[Testo fornito]
^^^^
Recensione: Black Seeds Of Vengeance
Da sempre le leggende delle antiche civiltà del passato hanno affascinato generazioni di artisti. Se due passioni come l’Antico Egitto e il Death Metal convergono nell’animo di un musicista, il risultato non può che essere qualcosa di sorprendente. Difatti, nell’ormai lontano 1993, Karl Sanders decise di dar libero spazio alle proprie aspirazioni, formando, insieme a Chief Spires (basso e voce) e a Pete Hammoura (batteria), i Nile.
Dopo un paio di EP e un buonissimo full lenght (Amongst the Catacombs of Nephren-Ka ), i Nile danno alla luce una vera e propria perla: Black Seeds Of Vengeance. La proposta musicale del gruppo è un death metal brutale, intricato e tecnico, con blast-beats a profusione e growls gutturali. Ma l’elemento caratteristico della loro musica è la continua ricerca di atmosfere evocative, di melodie orientaleggianti, di momenti di pura epicità, il tutto mantenendo un livello di potenza e tecnica sorprendenti. Infatti, nonostante il grande lavoro sugli arrangiamenti e nella stesura delle tracce, il disco non perde mai in compattezza e i quasi tre quarti d’ora di musica scivolano via senza intoppi.
Una breve intro strumentale ci accompagna alla scoperta della title track, song in cui possiamo trovare tutto ciò che ci aspetta nel prosieguo del disco. Sanders e Dallas Toler-Wade (entrato nella band nel 1997) sparano riff a velocità mostruosa, accompagnati da una sessione ritmica devastante e da un cantato che pare provenire da un’impenetrabile piramide. Cambi di tempo repentini, assoli velocissimi ma eseguiti con un gusto melodico notevole, esplodono nel finale con uno stacco epico da brividi. Tutte le tracce presenti sono di alto livello, e inserite in scaletta in modo tale da farci vivere momenti di relativa quiete dopo le mazzate sonore che colpiscono i nostri timpani. Sicchè è difficile estrapolare le varie canzoni al di fuori dal contesto generale del disco. Ma come non segnalare la furia di Defiling The Gates of Ishtar, l’esplosione di The Black Flame dopo una breve litania che ricorda la sinuosità di un serpente a cavallo delle dune. Le emozioni si susseguono l’una dopo l’altra fino ad arrivare a quella che, per me, è la song migliore del lotto: Masturbating The War God. L’apice compositivo si apre con una partenza a 300 all’ora, le chitarre tessono melodie fantastiche pur non rinunciando all’impatto sonoro (davvero notevole), per poi rallentare in riff cadenzati ed evocativi, che fanno da introduzione all’ennesimo cambio di tempo che sfocia in un assolo grandioso. Ci stiamo ancora dimenando quando il tutto viene sapientemente rallentato, per poi ripartire in un vortice di emozioni che raggiungono l’apoteosi grazie ad inserti sinfonici, percussioni, suggestivi cori, che si amalgamano ottimamente con la furia dei quattro deathsters americani. Un brano davvero incredibile, un susseguirsi di stacchi e ripartenze da brividi, che le parole non riescono a descrivere. Il disco prosegue senza sosta proponendoci tre songs velocissime che non tradiscono le aspettative fino a giiungere alla decima To Dream of Ur. Questa è una lunga composizione (oltre i 9 minuti) dove strumenti a corde evocano atmosfere magiche e marziali. Questa traccia può essere considerata un esperimento (sicuramente riuscito) che vedrà la massima espressione in Unas Slayer Of The Gods (presente nel terzo disco della band). Seguono poi due “strumentali” che che ci conducono verso la fine del disco. L’ultima Khetti Satha Shemsu è un’inquietante invocazione alla divinità Khetti Satha, una divinità espressa nella forma di serpente gigante.
^^^^
[Dati forniti]

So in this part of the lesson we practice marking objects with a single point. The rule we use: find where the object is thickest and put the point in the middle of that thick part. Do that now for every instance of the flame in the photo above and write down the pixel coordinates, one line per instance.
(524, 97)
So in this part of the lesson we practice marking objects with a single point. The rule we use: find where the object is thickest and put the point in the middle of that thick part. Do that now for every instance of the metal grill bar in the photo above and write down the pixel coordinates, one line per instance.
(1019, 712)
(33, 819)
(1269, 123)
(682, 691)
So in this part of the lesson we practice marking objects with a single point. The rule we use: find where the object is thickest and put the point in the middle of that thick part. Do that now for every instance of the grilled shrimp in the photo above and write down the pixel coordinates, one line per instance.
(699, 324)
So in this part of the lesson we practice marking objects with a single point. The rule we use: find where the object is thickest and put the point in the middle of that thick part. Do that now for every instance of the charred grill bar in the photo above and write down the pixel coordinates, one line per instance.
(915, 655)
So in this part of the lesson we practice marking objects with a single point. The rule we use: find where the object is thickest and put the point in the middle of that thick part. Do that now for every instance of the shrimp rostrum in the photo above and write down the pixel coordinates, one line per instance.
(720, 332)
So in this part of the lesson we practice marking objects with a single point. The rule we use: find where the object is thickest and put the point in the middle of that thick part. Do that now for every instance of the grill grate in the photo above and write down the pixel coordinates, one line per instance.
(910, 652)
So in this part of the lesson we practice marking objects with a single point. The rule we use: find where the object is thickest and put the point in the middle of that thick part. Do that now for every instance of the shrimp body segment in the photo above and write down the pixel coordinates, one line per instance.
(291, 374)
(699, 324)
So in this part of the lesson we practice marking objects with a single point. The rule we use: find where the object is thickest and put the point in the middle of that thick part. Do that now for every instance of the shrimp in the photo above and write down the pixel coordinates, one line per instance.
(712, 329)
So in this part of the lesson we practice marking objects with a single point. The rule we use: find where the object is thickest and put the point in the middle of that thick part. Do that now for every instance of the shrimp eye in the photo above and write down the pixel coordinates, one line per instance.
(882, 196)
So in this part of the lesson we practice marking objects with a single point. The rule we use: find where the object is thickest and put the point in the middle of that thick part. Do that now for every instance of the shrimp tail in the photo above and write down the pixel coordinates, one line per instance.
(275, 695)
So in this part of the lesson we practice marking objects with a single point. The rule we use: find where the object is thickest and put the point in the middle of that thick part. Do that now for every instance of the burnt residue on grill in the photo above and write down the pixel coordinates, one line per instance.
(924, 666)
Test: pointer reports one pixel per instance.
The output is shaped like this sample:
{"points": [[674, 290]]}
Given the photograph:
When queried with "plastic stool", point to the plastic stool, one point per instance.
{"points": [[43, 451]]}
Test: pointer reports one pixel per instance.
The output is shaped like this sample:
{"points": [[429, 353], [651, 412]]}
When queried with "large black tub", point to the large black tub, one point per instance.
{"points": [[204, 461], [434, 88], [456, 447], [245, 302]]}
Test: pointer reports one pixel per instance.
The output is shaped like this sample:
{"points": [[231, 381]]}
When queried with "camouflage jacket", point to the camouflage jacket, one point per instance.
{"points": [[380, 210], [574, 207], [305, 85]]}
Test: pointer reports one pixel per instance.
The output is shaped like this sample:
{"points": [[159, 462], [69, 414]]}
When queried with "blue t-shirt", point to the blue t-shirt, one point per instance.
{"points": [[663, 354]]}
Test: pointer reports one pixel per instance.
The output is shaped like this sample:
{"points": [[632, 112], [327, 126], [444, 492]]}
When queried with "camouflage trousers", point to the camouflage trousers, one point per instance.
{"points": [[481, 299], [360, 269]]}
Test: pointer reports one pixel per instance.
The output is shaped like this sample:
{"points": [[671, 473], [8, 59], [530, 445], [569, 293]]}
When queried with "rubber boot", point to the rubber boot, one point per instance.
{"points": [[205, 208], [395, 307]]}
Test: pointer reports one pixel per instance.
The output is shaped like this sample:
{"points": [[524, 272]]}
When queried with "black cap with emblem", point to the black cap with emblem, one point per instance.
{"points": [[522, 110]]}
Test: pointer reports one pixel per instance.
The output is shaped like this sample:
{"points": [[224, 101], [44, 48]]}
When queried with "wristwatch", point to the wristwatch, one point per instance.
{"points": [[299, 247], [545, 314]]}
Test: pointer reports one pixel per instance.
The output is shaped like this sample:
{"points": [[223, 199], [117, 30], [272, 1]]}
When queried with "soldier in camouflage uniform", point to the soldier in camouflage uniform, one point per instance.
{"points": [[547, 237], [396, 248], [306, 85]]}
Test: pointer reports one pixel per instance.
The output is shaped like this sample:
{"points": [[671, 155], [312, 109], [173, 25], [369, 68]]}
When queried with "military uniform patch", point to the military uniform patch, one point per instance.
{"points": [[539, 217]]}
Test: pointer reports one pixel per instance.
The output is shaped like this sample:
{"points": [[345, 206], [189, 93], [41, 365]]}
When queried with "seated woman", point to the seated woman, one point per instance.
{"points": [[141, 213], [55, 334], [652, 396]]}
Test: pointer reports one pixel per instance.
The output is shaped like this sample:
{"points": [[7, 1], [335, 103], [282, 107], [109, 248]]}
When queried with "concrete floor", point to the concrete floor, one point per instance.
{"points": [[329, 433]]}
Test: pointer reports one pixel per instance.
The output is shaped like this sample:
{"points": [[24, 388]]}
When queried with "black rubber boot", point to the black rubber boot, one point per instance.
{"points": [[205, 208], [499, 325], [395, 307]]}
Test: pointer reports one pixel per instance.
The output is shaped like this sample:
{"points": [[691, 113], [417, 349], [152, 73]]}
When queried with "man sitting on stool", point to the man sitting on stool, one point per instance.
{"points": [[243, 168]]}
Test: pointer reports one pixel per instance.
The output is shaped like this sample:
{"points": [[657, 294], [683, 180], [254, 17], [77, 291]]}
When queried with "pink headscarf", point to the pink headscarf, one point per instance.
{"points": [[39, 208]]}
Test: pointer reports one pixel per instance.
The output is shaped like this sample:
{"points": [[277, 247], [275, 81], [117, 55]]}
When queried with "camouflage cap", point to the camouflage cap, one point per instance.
^^^^
[Consegna scritta 1]
Traduci in inglese questa frase della recensione: «Questa è una lunga composizione (oltre i 9 minuti) dove strumenti a corde evocano atmosfere magiche e marziali.»
[Consegna scritta 2]
Individua nei record ogni riga che contiene la parola "rubber" e copiala. Le maiuscole e le minuscole contano.

[Risposta finale 1]
This is a long composition (over 9 minutes) in which string instruments evoke magical and martial atmospheres.

[Risposta finale 2]
When queried with "rubber boot", point to the rubber boot, one point per instance.
When queried with "black rubber boot", point to the black rubber boot, one point per instance.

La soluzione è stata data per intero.